- [WHAT TO DO] Extract every line of the records below word for word, omitting the pictures.

- [RECORD LIST]
----

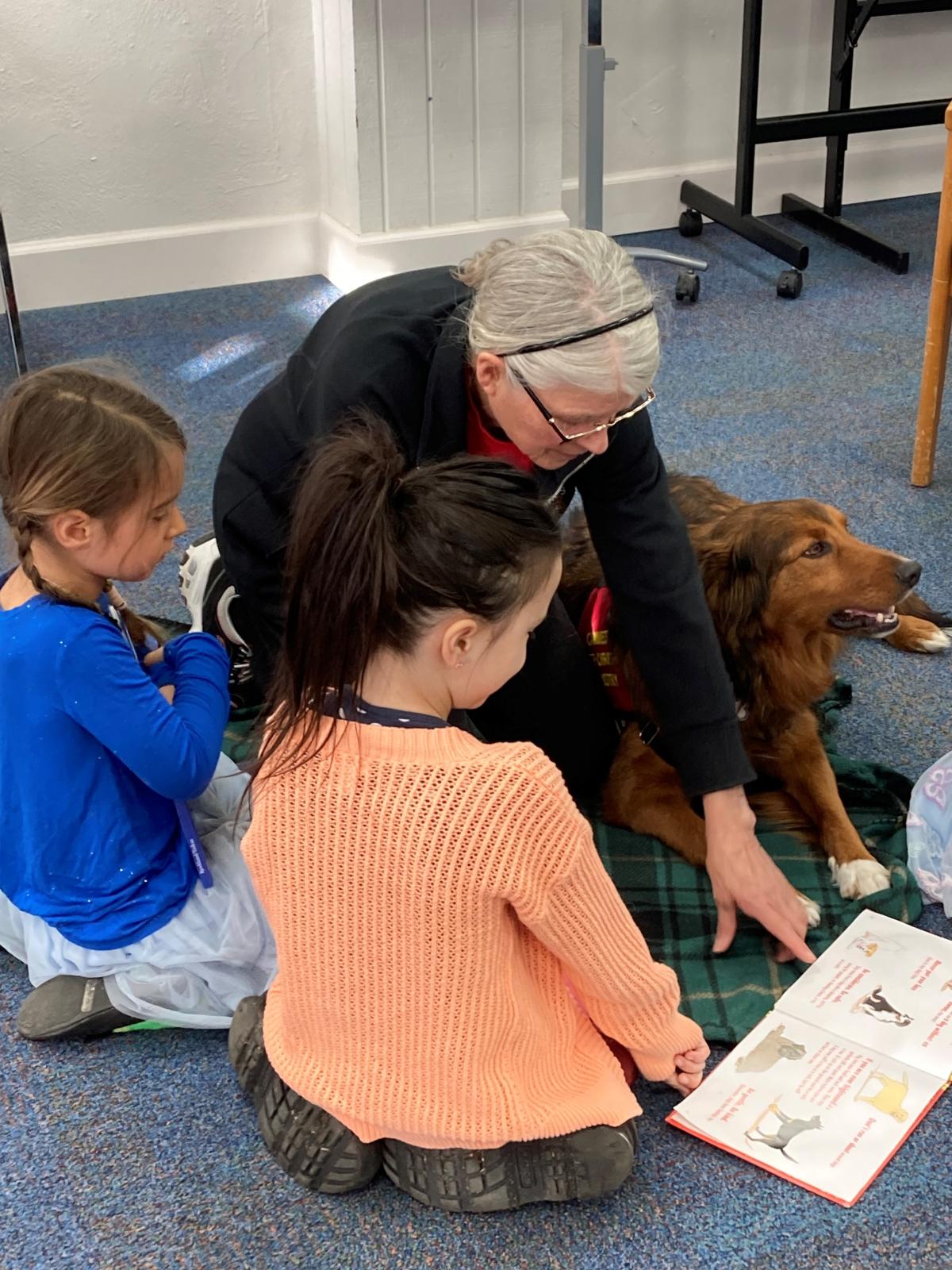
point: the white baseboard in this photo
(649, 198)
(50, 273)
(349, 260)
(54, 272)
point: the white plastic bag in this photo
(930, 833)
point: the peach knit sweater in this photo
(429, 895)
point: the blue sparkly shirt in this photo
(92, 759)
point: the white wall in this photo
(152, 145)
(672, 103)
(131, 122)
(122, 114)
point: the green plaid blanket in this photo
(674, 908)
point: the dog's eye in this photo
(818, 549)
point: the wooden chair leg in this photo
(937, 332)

----

- [REPLY]
point: the white baseboard in this photo
(649, 198)
(50, 273)
(349, 260)
(54, 272)
point: the white plastic bag in this photo
(930, 833)
point: the peach knit sweater in this photo
(429, 895)
point: the blue sparkly shirt in this photo
(92, 759)
point: the white wall in this photo
(152, 145)
(672, 103)
(131, 122)
(122, 114)
point: the green plaid blanket in this photo
(674, 908)
point: the dog's eye in this photo
(818, 549)
point: the wooden chair leg in this photo
(937, 332)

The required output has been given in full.